■ Source data
'''

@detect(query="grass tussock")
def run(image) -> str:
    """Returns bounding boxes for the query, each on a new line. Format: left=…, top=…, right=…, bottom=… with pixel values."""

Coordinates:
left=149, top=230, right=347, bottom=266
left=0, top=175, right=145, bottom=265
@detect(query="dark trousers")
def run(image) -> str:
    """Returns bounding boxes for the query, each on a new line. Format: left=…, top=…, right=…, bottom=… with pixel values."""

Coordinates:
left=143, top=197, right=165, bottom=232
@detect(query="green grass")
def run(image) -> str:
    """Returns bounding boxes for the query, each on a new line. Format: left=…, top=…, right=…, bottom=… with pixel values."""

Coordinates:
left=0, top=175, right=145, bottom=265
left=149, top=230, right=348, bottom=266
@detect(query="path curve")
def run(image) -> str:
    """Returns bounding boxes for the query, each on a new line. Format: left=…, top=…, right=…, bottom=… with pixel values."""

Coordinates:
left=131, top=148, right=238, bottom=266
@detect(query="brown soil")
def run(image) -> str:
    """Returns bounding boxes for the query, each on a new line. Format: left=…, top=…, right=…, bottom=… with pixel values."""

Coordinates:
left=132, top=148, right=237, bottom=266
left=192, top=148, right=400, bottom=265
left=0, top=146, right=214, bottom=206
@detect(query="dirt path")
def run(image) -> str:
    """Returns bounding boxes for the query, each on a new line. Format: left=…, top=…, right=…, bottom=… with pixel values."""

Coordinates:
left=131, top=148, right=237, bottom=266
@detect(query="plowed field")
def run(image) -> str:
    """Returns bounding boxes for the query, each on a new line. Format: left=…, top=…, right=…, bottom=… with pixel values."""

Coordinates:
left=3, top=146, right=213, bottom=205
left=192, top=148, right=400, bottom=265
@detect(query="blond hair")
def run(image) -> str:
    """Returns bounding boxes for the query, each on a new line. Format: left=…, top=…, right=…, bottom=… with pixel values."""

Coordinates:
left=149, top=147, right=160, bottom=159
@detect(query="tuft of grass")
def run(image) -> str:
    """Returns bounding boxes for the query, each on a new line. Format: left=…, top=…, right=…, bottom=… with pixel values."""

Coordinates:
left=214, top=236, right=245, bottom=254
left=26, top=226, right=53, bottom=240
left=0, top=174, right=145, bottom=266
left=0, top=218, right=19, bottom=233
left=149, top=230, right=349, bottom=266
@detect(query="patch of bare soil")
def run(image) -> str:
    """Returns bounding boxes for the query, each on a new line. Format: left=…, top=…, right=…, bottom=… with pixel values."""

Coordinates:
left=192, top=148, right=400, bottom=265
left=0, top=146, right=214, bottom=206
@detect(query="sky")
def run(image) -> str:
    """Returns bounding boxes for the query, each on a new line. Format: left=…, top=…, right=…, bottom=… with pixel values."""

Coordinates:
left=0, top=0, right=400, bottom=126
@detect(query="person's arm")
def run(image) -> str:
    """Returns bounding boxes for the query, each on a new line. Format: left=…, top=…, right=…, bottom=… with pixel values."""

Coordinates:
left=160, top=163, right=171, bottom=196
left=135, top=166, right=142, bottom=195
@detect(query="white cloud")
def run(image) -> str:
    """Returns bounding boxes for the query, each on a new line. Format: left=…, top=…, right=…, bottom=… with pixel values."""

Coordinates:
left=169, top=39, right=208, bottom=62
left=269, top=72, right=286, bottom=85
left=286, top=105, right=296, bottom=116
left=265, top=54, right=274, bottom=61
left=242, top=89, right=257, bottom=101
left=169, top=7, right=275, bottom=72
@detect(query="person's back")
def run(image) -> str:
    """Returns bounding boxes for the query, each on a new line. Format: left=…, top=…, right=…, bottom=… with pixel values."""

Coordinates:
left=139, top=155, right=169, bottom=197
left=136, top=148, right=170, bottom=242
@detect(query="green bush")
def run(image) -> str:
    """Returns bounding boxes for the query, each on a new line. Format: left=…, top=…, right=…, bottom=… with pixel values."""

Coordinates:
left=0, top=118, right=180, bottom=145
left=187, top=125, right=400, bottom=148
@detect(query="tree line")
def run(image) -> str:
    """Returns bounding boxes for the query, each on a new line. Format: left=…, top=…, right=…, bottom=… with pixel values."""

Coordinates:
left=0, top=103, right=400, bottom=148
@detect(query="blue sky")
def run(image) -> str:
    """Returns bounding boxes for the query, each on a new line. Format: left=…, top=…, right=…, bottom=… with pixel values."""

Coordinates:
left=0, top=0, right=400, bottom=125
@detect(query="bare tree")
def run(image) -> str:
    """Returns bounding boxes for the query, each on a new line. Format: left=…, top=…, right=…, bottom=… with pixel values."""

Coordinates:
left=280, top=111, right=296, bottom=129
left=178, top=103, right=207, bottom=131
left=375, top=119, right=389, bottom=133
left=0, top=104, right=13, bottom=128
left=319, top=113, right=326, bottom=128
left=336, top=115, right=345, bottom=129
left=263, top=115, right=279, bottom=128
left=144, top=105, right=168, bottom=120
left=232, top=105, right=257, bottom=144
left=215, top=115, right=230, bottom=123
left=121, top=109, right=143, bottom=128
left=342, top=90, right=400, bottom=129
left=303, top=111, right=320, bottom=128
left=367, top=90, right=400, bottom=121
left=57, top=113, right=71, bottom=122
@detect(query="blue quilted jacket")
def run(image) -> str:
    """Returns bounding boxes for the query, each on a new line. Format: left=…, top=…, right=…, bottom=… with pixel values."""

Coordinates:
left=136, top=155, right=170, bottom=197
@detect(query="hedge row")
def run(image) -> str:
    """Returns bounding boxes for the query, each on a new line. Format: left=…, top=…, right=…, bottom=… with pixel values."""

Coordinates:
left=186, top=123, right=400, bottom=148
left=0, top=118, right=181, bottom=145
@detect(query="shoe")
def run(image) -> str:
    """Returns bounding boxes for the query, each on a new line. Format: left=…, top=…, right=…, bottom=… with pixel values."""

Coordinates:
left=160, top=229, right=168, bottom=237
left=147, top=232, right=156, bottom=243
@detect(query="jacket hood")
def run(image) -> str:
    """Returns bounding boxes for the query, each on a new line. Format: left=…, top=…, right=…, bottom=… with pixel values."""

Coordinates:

'''

■ DIRECTION
Collect every line from the items that contains the string "green", and copy each one in full.

■ SOLUTION BELOW
@detect(query="green grass")
@detect(query="green bush")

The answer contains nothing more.